### TAREFAS PROPOSTAS
1: Na carta ao amigo Obery Rodrigues, reescreva tudo desde "Neste momento em" até "sustenta e conduz.", trocando "orgulho" por "admiração".
2: Segundo a carta ao amigo Obery Rodrigues, a que cidade quem escreve não pode ir por causa dos afazeres diários?
3: Dê continuidade à carta ao amigo Obery Rodrigues a partir da última frase apresentada.

### TEXTO APRESENTADO

• • • • •

« A soma da nossa vida é de setenta anos,
os mais fortes chegam aos oitenta;
mas a maior parte deles é fadiga e dor,
passam depressa e nós desaparecemos
»

(Sal 90 [89], 10)

 
 
Amigo Obery Rodrigues!
 
 
     Quando este salmo foi escrito setenta anos era considerado muito tempo e muitos não os superavam; hoje, graças aos avanços da medicina e melhores condições sociais e econômicas, a vida ampliou-se notavelmente. Porém, é sempre verdade que os anos passam rapidamente; o dom da vida, apesar da fadiga e dor que a caracteriza, é belo e precioso demais para que dele nos cansemos.
 
     Sendo hoje (20/09) o marco de sua chegada a este plano, senti o desejo de conversar com o senhor, mas os afazeres diários me impedem de ir até Natal desfrutar de sua gentil e carinhosa companhia, então o faço através de carta, relembrando que nosso primeiro contato se deu através da palavra escrita. Faço-o, antes de tudo, agradecendo a Deus pelos abundantes dons e oportunidades que Ele me concedeu até hoje, dentre eles o de conhecer pessoas como o senhor.
 
     Percorro novamente com a memória as etapas da minha existência (meio século já pode ser considerado um bom percurso), que se entrelaçam com muitas histórias do século passado –  palco comum de maior parte de nossa existência – , e encontro, neste filme que se apresenta em minhas lembranças, pessoas que marcaram minha vida, algumas delas particularmente queridas: são lembranças de eventos ordinários e extraordinários, de momentos felizes e de factos marcados pelo sofrimento.
 
     Neste momento em particular meu pensamento dirige-se com afeto ao senhor, a quem escrevo esta carta, principalmente para dizer de meu carinho, respeito e orgulho e tê-lo como amigo ou talvez apenas para exprimir a minha proximidade espiritual com o intuito de quem, ano após ano, sente crescer dentro de si uma compreensão sempre mais profunda desta fase da vida e nota consequentemente a necessidade de um contato mais direto com aqueles que ultrapassaram a linha de chegada da chamada “melhor idade” para refletir sobre coisas que são de comum experiência, tudo colocando sob o olhar de Deus que nos envolve com o seu amor, e com a sua providência nos sustenta e conduz.
 
     Parece-me, a esta altura da vida, ser espontâneo esta volta ao passado para tentar uma espécie de balanço de nossas vidas. É como se esta visão retrospectiva nos permitisse uma avaliação mais serena e objetiva de pessoas e situações encontradas ao longo da caminhada.

• • • • •

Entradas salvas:
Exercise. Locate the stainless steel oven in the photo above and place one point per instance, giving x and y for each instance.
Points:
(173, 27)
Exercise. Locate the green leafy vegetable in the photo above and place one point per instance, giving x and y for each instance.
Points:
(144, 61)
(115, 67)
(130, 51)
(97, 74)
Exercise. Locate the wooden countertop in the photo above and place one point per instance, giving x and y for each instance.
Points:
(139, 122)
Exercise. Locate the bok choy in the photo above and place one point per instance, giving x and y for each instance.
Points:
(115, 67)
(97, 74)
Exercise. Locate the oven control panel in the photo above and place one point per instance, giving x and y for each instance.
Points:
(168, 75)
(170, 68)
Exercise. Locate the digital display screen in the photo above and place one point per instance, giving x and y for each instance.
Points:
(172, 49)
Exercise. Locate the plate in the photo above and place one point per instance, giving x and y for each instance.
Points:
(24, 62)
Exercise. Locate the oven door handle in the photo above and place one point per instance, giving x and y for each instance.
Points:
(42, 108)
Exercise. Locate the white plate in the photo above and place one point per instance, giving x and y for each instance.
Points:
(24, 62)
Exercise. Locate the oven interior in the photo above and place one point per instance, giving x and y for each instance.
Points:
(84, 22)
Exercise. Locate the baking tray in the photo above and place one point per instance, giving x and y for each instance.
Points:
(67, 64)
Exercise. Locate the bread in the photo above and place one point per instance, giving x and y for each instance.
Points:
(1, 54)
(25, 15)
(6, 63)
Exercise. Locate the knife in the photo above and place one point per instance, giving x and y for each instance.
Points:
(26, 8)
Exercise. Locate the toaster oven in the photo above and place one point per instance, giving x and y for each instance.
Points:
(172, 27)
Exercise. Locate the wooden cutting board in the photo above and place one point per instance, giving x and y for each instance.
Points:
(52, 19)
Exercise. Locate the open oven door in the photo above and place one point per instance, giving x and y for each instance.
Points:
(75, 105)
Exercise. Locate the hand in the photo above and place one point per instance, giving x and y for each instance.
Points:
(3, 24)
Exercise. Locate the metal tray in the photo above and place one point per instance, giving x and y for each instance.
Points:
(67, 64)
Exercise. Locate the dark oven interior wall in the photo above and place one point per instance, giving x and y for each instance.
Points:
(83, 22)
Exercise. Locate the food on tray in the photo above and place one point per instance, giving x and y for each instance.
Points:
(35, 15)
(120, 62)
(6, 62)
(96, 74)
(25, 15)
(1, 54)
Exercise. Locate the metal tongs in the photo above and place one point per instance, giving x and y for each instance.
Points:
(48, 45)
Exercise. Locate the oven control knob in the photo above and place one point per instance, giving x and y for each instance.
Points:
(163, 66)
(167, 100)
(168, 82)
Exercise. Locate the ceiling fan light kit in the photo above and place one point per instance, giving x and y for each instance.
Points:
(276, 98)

• • • • •

### RESULTADOS DAS TAREFAS
1:
Neste momento em particular meu pensamento dirige-se com afeto ao senhor, a quem escrevo esta carta, principalmente para dizer de meu carinho, respeito e admiração e tê-lo como amigo ou talvez apenas para exprimir a minha proximidade espiritual com o intuito de quem, ano após ano, sente crescer dentro de si uma compreensão sempre mais profunda desta fase da vida e nota consequentemente a necessidade de um contato mais direto com aqueles que ultrapassaram a linha de chegada da chamada “melhor idade” para refletir sobre coisas que são de comum experiência, tudo colocando sob o olhar de Deus que nos envolve com o seu amor, e com a sua providência nos sustenta e conduz.

2: Natal.

3:
     O passar do tempo parece suavizar os contornos dos acontecimentos, amenizando os contratempos dolorosos. Entretanto as cicatrizes e tribulações estão amplamente presentes na vida de cada um de nós. Às vezes trata-se de problemas e sofrimentos que põem à dura prova a nossa resistência psicofísica e podem fazer estremecer nossa fé. Mas, sou uma eterna otimista e a experiência já me ensinou que até as próprias penas quotidianas, com a graça do Senhor, contribuem frequentemente para nosso amadurecimento e fortalecimento de nosso carácter.
 
     Para além dos acontecimentos pessoais, a reflexão que mais se impõe é a que se refere ao tempo que passa inexoravelmente. “Tempo que foge irremediavelmente”. Estamos imerso no tempo: nele nascemos, vivemos e morremos (espero que esta parte demore ainda um bom tempo). Ao nascermos fixamos uma data primeira - o alfa, com a morte a última - o ómega, o início e o fim de nossa passagem pela terra.

     Mas, se a existência de cada um de nós é tão limitada e frágil, conforta-nos o pensamento que a Deus pertence o tempo e a eternidade; e a existência humana, apesar de sujeita ao tempo, é colocada por Cristo no horizonte da imortalidade, por isso Ele “fez-Se homem entre os homens, para reunir o fim com o princípio, isto é, o homem com Deus”.
 
     Tivemos o privilégio de nascer em um século marcado por grandes transformações e que testemunhou eventos numerosos e extraordinários. Como muitos outros tempos da história, ele registrou luzes e sombras. Nem tudo foi escuridão. Muitos aspectos positivos compensaram o negativo ou dele surgiram como uma benéfica reação da consciência coletiva. Mas também é verdade — e seria tão injusto como perigoso esquecê-lo — que houve sofrimentos indizíveis, que afetaram a vida de milhões e milhões de pessoas.
 
     Apesar de todas estas mudanças estamos muito distantes de conhecer todos os benefícios da paz e da liberdade. Se estas lembranças e dolorosas realidades atuais nos entristecem, não podemos esquecer que o nosso século viu levantar-se no horizonte bastantes sinais positivos, que constituem novas fontes de esperança para a humanidade. Assim, cresceu — mesmo entre tantas contradições, especialmente quanto ao respeito pela vida de cada ser humano — a consciência dos direitos humanos universais, proclamados em solenes declarações que comprometem os povos. Por isso meu amigo não falemos de dor, mas de amor, conquista e superação.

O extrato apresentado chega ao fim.